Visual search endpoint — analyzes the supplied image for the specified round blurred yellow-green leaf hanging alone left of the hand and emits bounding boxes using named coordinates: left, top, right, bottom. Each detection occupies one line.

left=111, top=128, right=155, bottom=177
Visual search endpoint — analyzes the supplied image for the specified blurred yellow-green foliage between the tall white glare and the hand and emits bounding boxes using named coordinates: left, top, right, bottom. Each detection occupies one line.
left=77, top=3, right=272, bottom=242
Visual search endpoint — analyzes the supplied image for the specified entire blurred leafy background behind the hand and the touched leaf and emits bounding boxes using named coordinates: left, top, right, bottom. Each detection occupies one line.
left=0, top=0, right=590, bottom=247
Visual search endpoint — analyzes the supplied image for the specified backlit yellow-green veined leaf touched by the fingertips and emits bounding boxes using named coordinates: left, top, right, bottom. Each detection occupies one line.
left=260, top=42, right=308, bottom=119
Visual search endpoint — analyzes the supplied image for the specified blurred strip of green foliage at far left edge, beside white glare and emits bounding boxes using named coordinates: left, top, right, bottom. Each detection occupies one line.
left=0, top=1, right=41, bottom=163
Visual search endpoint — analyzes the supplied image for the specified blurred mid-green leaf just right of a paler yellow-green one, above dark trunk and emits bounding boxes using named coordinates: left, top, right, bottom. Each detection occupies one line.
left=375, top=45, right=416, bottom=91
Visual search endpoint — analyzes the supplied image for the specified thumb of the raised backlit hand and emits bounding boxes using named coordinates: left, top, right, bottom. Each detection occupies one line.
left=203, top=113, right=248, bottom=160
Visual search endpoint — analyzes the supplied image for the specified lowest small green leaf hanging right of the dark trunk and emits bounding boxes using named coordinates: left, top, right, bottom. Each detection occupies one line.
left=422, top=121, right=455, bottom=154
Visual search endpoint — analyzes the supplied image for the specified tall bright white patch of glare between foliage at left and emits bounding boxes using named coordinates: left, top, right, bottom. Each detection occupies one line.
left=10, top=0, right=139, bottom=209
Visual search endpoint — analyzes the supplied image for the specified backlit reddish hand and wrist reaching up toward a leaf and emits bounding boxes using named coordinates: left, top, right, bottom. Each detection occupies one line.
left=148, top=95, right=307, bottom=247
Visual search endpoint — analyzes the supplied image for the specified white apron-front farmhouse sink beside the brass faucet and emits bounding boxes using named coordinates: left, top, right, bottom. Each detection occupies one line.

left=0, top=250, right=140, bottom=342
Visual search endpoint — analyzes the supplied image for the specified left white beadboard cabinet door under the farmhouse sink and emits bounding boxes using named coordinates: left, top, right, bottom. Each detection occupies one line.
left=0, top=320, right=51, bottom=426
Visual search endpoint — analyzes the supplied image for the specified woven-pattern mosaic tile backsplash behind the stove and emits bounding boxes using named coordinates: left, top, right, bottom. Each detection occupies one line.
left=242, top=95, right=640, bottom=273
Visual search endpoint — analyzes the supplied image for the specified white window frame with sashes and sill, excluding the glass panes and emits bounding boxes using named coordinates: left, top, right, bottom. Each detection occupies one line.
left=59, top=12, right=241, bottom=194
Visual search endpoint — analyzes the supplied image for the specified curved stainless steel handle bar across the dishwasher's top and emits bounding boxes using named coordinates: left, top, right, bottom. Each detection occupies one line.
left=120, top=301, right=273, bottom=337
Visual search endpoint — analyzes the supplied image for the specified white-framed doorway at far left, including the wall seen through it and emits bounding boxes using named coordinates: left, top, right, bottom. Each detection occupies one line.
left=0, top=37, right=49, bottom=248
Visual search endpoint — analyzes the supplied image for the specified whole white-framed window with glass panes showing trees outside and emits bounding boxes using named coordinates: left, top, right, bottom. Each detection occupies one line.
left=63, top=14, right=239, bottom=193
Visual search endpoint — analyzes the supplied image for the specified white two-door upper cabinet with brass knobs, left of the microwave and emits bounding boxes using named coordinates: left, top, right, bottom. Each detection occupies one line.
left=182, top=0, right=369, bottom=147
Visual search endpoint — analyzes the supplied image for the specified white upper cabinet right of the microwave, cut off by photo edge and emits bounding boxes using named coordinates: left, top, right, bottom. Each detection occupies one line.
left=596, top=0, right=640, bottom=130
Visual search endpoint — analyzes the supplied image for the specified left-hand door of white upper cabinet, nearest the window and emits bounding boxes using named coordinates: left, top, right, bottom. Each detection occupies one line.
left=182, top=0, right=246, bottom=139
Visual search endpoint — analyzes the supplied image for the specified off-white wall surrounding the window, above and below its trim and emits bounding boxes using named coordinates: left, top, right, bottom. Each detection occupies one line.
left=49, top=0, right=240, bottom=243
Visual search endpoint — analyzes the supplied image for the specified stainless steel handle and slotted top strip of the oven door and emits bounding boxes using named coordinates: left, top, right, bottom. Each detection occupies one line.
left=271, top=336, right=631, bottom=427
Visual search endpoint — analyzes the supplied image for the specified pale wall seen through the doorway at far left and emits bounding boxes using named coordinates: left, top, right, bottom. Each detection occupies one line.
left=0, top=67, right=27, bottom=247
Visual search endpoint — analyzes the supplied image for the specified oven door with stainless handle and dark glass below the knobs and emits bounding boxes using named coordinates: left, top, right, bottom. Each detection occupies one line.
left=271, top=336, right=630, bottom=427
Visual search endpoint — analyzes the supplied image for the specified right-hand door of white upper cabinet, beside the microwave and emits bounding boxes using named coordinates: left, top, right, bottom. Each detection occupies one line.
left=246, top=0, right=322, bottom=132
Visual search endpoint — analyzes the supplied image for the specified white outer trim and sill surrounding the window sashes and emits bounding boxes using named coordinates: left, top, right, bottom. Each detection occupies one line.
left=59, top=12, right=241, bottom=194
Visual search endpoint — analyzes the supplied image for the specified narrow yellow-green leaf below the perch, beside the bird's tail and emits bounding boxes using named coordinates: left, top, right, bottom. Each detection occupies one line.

______

#### About this task
Recite the full listing above exactly.

#### Task answer
Visual search endpoint — analyzes the supplied image for the specified round blurred yellow-green leaf hanging alone left of the hand and emits bounding boxes using named coordinates: left, top, right, bottom. Each detection occupies one line.

left=111, top=128, right=155, bottom=177
Visual search endpoint — analyzes the supplied image for the specified blurred yellow-green foliage between the tall white glare and the hand and emits bounding boxes using named coordinates: left, top, right, bottom. Each detection occupies one line.
left=77, top=3, right=272, bottom=242
Visual search endpoint — analyzes the supplied image for the specified entire blurred leafy background behind the hand and the touched leaf and emits bounding boxes using named coordinates: left, top, right, bottom. Each detection occupies one line.
left=0, top=0, right=590, bottom=247
Visual search endpoint — analyzes the supplied image for the specified backlit yellow-green veined leaf touched by the fingertips and emits bounding boxes using named coordinates: left, top, right, bottom. Each detection occupies one line.
left=260, top=42, right=308, bottom=119
Visual search endpoint — analyzes the supplied image for the specified blurred strip of green foliage at far left edge, beside white glare and emits bounding boxes using named coordinates: left, top, right, bottom. Each detection occupies one line.
left=0, top=1, right=41, bottom=163
Visual search endpoint — analyzes the supplied image for the specified blurred mid-green leaf just right of a paler yellow-green one, above dark trunk and emits bounding boxes using named coordinates: left, top, right, bottom. Each detection occupies one line.
left=375, top=45, right=416, bottom=91
Visual search endpoint — analyzes the supplied image for the specified thumb of the raised backlit hand and emits bounding boxes using named coordinates: left, top, right, bottom. Each detection occupies one line.
left=203, top=113, right=248, bottom=160
Visual search endpoint — analyzes the supplied image for the specified lowest small green leaf hanging right of the dark trunk and emits bounding boxes using named coordinates: left, top, right, bottom. Each detection occupies one line.
left=422, top=121, right=455, bottom=154
Visual search endpoint — analyzes the supplied image for the specified tall bright white patch of glare between foliage at left and emits bounding boxes using named coordinates: left, top, right, bottom. Each detection occupies one line.
left=10, top=0, right=139, bottom=209
Visual search endpoint — analyzes the supplied image for the specified backlit reddish hand and wrist reaching up toward a leaf and emits bounding boxes using named coordinates: left, top, right, bottom. Each detection occupies one line.
left=148, top=95, right=307, bottom=247
Visual search endpoint — analyzes the supplied image for the specified white apron-front farmhouse sink beside the brass faucet and emits bounding boxes using named coordinates: left, top, right, bottom. Each detection occupies one line.

left=0, top=250, right=140, bottom=342
Visual search endpoint — analyzes the supplied image for the specified left white beadboard cabinet door under the farmhouse sink and emits bounding boxes using named coordinates: left, top, right, bottom. Each detection occupies one line.
left=0, top=320, right=51, bottom=426
Visual search endpoint — analyzes the supplied image for the specified woven-pattern mosaic tile backsplash behind the stove and emits bounding boxes using named coordinates: left, top, right, bottom. Each detection occupies one line.
left=242, top=95, right=640, bottom=273
Visual search endpoint — analyzes the supplied image for the specified white window frame with sashes and sill, excluding the glass panes and emits bounding boxes using named coordinates: left, top, right, bottom. Each detection occupies one line.
left=59, top=12, right=241, bottom=194
Visual search endpoint — analyzes the supplied image for the specified curved stainless steel handle bar across the dishwasher's top and emits bounding boxes using named coordinates: left, top, right, bottom. Each detection occupies one line.
left=120, top=301, right=273, bottom=337
Visual search endpoint — analyzes the supplied image for the specified white-framed doorway at far left, including the wall seen through it and emits bounding boxes using named coordinates: left, top, right, bottom. Each detection occupies one line.
left=0, top=37, right=49, bottom=248
Visual search endpoint — analyzes the supplied image for the specified whole white-framed window with glass panes showing trees outside and emits bounding boxes using named coordinates: left, top, right, bottom. Each detection occupies one line.
left=63, top=14, right=239, bottom=193
Visual search endpoint — analyzes the supplied image for the specified white two-door upper cabinet with brass knobs, left of the microwave and emits bounding boxes using named coordinates: left, top, right, bottom. Each detection occupies one line.
left=182, top=0, right=369, bottom=147
Visual search endpoint — analyzes the supplied image for the specified white upper cabinet right of the microwave, cut off by photo edge and emits bounding boxes using named coordinates: left, top, right, bottom. Each detection occupies one line.
left=596, top=0, right=640, bottom=130
Visual search endpoint — analyzes the supplied image for the specified left-hand door of white upper cabinet, nearest the window and emits bounding boxes using named coordinates: left, top, right, bottom. Each detection occupies one line.
left=182, top=0, right=246, bottom=139
Visual search endpoint — analyzes the supplied image for the specified off-white wall surrounding the window, above and below its trim and emits bounding boxes using named coordinates: left, top, right, bottom. Each detection occupies one line.
left=49, top=0, right=240, bottom=243
Visual search endpoint — analyzes the supplied image for the specified stainless steel handle and slotted top strip of the oven door and emits bounding boxes using named coordinates: left, top, right, bottom. Each detection occupies one line.
left=271, top=336, right=631, bottom=427
Visual search endpoint — analyzes the supplied image for the specified pale wall seen through the doorway at far left and emits bounding boxes using named coordinates: left, top, right, bottom. Each detection occupies one line.
left=0, top=67, right=27, bottom=247
Visual search endpoint — analyzes the supplied image for the specified oven door with stainless handle and dark glass below the knobs and emits bounding boxes using named coordinates: left, top, right, bottom. Each detection occupies one line.
left=271, top=336, right=630, bottom=427
Visual search endpoint — analyzes the supplied image for the specified right-hand door of white upper cabinet, beside the microwave and emits bounding boxes using named coordinates: left, top, right, bottom. Each detection occupies one line.
left=246, top=0, right=322, bottom=132
Visual search endpoint — analyzes the supplied image for the specified white outer trim and sill surrounding the window sashes and emits bounding boxes using named coordinates: left, top, right, bottom. Each detection occupies one line.
left=59, top=12, right=241, bottom=194
Visual search endpoint — analyzes the supplied image for the specified narrow yellow-green leaf below the perch, beside the bird's tail and emits bounding boxes using named coordinates: left, top, right, bottom. Each detection occupies one line.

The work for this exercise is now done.